From the first line to the last, copy the data below word for word.

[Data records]
# # # # # # #

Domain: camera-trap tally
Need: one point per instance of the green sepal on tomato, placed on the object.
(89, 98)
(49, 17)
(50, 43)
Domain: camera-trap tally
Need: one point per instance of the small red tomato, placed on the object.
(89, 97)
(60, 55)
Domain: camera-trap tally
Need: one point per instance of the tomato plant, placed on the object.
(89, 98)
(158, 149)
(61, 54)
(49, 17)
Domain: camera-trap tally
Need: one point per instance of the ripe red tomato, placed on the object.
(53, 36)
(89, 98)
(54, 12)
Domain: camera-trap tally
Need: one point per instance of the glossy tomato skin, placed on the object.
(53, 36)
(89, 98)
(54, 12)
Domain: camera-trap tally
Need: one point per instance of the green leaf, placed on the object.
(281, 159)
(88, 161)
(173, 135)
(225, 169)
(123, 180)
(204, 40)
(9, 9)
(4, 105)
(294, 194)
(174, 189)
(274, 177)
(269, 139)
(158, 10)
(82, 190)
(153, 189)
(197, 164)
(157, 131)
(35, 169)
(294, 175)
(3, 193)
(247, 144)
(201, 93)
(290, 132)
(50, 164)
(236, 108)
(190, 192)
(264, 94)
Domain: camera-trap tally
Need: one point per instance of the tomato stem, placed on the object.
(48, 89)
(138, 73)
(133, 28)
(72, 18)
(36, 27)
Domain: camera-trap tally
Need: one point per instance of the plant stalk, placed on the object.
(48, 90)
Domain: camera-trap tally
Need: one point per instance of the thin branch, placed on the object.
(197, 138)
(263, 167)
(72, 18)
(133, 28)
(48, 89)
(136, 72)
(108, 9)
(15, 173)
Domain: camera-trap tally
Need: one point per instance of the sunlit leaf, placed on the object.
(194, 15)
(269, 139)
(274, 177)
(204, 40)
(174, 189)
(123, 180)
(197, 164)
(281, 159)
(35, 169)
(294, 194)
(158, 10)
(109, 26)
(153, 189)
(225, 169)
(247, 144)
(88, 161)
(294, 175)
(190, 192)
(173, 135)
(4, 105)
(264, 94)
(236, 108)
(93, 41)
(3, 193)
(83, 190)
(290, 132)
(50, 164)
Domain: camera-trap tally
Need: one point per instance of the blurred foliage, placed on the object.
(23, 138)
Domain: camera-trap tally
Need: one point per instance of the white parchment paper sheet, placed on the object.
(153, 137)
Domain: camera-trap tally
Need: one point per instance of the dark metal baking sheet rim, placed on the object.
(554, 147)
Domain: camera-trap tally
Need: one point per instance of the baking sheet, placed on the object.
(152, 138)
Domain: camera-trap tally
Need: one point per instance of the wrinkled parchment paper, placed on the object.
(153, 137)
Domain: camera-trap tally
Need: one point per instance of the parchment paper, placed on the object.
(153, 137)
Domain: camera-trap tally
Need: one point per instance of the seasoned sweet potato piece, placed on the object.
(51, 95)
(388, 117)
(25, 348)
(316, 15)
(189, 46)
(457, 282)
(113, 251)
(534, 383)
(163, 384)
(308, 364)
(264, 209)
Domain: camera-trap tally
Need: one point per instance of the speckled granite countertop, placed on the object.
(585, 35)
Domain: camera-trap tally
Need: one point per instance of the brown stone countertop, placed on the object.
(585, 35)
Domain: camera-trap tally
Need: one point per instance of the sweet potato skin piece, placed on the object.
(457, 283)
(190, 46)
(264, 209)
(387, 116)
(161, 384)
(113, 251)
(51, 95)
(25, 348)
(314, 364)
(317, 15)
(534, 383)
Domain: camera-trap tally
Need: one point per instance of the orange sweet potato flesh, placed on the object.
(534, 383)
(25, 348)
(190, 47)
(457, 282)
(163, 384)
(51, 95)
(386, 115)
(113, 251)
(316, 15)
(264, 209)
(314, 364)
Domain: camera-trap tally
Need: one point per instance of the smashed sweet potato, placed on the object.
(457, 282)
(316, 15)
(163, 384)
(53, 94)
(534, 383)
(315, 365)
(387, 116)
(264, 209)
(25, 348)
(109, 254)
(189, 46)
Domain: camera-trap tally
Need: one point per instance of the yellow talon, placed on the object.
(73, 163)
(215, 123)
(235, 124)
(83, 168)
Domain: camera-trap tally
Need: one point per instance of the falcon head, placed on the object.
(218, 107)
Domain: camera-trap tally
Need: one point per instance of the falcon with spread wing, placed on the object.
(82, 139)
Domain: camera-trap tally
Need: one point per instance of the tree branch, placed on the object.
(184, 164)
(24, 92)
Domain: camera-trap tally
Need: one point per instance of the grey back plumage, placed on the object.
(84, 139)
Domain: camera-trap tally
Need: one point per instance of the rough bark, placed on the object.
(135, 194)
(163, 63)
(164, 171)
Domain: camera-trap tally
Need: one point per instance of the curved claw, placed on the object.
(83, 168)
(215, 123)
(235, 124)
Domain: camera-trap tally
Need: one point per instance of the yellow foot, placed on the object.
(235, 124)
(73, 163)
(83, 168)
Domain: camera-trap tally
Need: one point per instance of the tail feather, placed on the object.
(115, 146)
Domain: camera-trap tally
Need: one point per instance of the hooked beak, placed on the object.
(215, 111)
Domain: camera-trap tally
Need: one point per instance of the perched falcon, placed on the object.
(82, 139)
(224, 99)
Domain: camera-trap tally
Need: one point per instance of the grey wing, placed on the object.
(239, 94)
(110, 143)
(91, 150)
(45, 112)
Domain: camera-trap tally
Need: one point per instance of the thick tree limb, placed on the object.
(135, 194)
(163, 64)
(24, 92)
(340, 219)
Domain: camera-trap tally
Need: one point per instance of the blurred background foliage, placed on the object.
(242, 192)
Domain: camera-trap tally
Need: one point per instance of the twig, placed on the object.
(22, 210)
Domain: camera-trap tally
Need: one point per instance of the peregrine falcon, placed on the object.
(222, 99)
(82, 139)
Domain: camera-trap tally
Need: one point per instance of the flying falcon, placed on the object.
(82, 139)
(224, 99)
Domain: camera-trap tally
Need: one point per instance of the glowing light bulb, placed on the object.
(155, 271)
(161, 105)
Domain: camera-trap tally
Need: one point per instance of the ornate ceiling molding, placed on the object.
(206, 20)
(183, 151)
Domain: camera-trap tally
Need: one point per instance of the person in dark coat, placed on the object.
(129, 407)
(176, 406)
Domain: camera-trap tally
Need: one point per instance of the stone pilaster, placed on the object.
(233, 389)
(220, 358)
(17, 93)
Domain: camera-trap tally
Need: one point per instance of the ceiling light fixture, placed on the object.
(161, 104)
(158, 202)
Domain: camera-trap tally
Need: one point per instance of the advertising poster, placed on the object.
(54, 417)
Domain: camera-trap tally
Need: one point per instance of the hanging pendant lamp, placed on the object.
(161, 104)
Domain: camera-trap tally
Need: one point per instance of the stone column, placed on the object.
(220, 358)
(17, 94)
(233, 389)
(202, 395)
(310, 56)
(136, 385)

# # # # # # #

• Exercise response
Domain: camera-trap tally
Need: one point per instance of the green sepal on tomato, placed on the object.
(89, 98)
(49, 17)
(50, 43)
Domain: camera-trap tally
Need: one point per instance of the small red tomato, placed on the object.
(89, 97)
(60, 55)
Domain: camera-trap tally
Need: one point per instance of the tomato plant, placed on the object.
(89, 98)
(158, 149)
(61, 54)
(49, 17)
Domain: camera-trap tally
Need: one point per instance of the ripe red tomato, placed on the object.
(53, 36)
(89, 98)
(54, 12)
Domain: camera-trap tally
Need: one point per instance of the glossy tomato skin, placed on the object.
(53, 36)
(89, 98)
(54, 12)
Domain: camera-trap tally
Need: one point per instance of the green leaf, placed on the object.
(281, 159)
(88, 161)
(173, 135)
(225, 169)
(123, 180)
(204, 40)
(9, 9)
(4, 105)
(294, 194)
(174, 189)
(274, 177)
(269, 139)
(158, 10)
(82, 190)
(153, 189)
(197, 164)
(157, 131)
(35, 169)
(294, 175)
(3, 193)
(247, 144)
(201, 93)
(290, 132)
(50, 164)
(236, 108)
(190, 192)
(264, 94)
Domain: camera-trap tally
Need: one point per instance of the tomato stem, placed on the object.
(48, 89)
(138, 73)
(133, 28)
(72, 18)
(36, 27)
Domain: camera-trap tally
Need: one point per instance of the plant stalk, placed on the object.
(48, 90)
Domain: camera-trap tally
Need: one point per instance of the thin branch, placed on the object.
(197, 138)
(263, 167)
(72, 18)
(133, 28)
(48, 89)
(136, 72)
(108, 9)
(15, 173)
Domain: camera-trap tally
Need: one point per instance of the sunlit leaf, placed on the object.
(194, 15)
(269, 139)
(274, 177)
(204, 40)
(174, 189)
(123, 180)
(197, 164)
(281, 159)
(35, 169)
(294, 194)
(158, 10)
(109, 26)
(153, 189)
(225, 169)
(247, 144)
(88, 161)
(294, 175)
(190, 192)
(173, 135)
(4, 105)
(264, 94)
(236, 108)
(93, 41)
(3, 193)
(83, 190)
(290, 132)
(50, 164)
Domain: camera-trap tally
Need: one point per instance of the blurred foliage, placed on the object.
(23, 138)
Domain: camera-trap tally
Need: one point per instance of the white parchment paper sheet, placed on the object.
(153, 137)
Domain: camera-trap tally
Need: one point per instance of the dark metal baking sheet rim, placed on the object.
(554, 147)
Domain: camera-trap tally
Need: one point per instance of the baking sheet, placed on the object.
(152, 138)
Domain: camera-trap tally
Need: one point per instance of the wrinkled parchment paper, placed on the object.
(153, 137)
Domain: camera-trap tally
Need: one point per instance of the parchment paper, placed on the object.
(153, 137)
Domain: camera-trap tally
Need: one point per instance of the seasoned sweet potato piece, placed on the object.
(51, 95)
(388, 117)
(25, 348)
(316, 15)
(189, 46)
(457, 282)
(113, 251)
(534, 383)
(163, 384)
(308, 364)
(264, 209)
Domain: camera-trap tally
Need: one point per instance of the speckled granite countertop, placed on the object.
(585, 35)
Domain: camera-trap tally
Need: one point per instance of the brown stone countertop, placed on the object.
(585, 35)
Domain: camera-trap tally
Need: one point per instance of the sweet potato skin piece, placed on the object.
(457, 283)
(190, 46)
(264, 209)
(387, 116)
(161, 384)
(113, 251)
(51, 95)
(25, 348)
(314, 364)
(317, 15)
(534, 383)
Domain: camera-trap tally
Need: one point per instance of the orange sweet potato flesh, placed on the object.
(534, 383)
(25, 348)
(190, 47)
(457, 282)
(163, 384)
(51, 95)
(386, 115)
(113, 251)
(316, 15)
(264, 209)
(314, 364)
Domain: camera-trap tally
Need: one point per instance of the smashed sweet potato, placed on the object.
(457, 282)
(316, 15)
(163, 384)
(53, 94)
(534, 383)
(315, 365)
(387, 116)
(264, 209)
(25, 348)
(109, 254)
(189, 46)
Domain: camera-trap tally
Need: one point per instance of the yellow talon, placed on the object.
(73, 163)
(215, 123)
(235, 124)
(83, 168)
Domain: camera-trap tally
Need: one point per instance of the falcon head, placed on the object.
(218, 107)
Domain: camera-trap tally
Need: one point per instance of the falcon with spread wing, placed on the object.
(82, 139)
Domain: camera-trap tally
Need: one point per instance of the tree branch, placed on the object.
(184, 164)
(24, 92)
Domain: camera-trap tally
Need: one point per instance of the grey back plumage, placed on the object.
(84, 139)
Domain: camera-trap tally
Need: one point per instance of the rough bark, placed on the object.
(135, 194)
(163, 63)
(164, 171)
Domain: camera-trap tally
Need: one point per instance of the curved claw, placed on the object.
(83, 168)
(215, 123)
(235, 124)
Domain: camera-trap tally
Need: one point per instance of the yellow foot, placed on the object.
(235, 124)
(73, 163)
(83, 168)
Domain: camera-trap tally
Need: one point per instance of the tail feather, placed on the object.
(115, 146)
Domain: camera-trap tally
Need: one point per instance of the hooked beak, placed on the object.
(215, 111)
Domain: camera-trap tally
Need: one point per instance of the perched falcon, placed on the object.
(82, 139)
(224, 99)
Domain: camera-trap tally
Need: one point per instance of the grey wing, placed on the object.
(239, 94)
(110, 143)
(91, 150)
(45, 112)
Domain: camera-trap tally
Need: one point per instance of the thick tree limb, placed on the object.
(135, 194)
(163, 64)
(24, 92)
(340, 219)
Domain: camera-trap tally
Need: one point per instance of the blurred background foliage, placed on the object.
(242, 192)
Domain: camera-trap tally
Need: one point per instance of the twig, placed on the object.
(22, 210)
Domain: camera-trap tally
Need: one point per instance of the peregrine falcon, placed on the object.
(222, 99)
(82, 139)
Domain: camera-trap tally
Need: one point per instance of the flying falcon, placed on the object.
(82, 139)
(224, 99)
Domain: camera-trap tally
Need: one point per instance of the glowing light bulb, placed on the object.
(155, 271)
(161, 105)
Domain: camera-trap tally
Need: one point per instance of the ornate ceiling molding, placed on the object.
(206, 20)
(183, 151)
Domain: camera-trap tally
Need: one point per instance of the person in dark coat, placed on the object.
(129, 407)
(176, 406)
Domain: camera-trap tally
Need: one point per instance of the stone pilaster, placed on the object.
(233, 389)
(220, 358)
(17, 93)
Domain: camera-trap tally
Need: one point per instance of the ceiling light fixture, placed on the object.
(161, 104)
(158, 202)
Domain: camera-trap tally
Need: one point per instance of the advertising poster, placed on the object.
(54, 417)
Domain: camera-trap tally
Need: one point per instance of the hanging pendant lamp, placed on the object.
(161, 104)
Domain: camera-trap tally
Need: one point per instance of the stone column, placed on the object.
(220, 358)
(17, 94)
(233, 389)
(202, 395)
(310, 56)
(136, 385)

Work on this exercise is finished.